## Aim of the exercise:
Please copy each of the items below word for word.
◇ ◇ ◇ ◇ ◇ ◇ ◇
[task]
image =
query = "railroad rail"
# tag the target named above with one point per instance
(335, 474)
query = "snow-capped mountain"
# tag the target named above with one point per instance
◇ ◇ ◇ ◇ ◇ ◇ ◇
## In response:
[task]
image =
query = "railroad rail"
# tag the target named above with one point per instance
(335, 474)
query = "snow-capped mountain"
# tag the target named above with one point per instance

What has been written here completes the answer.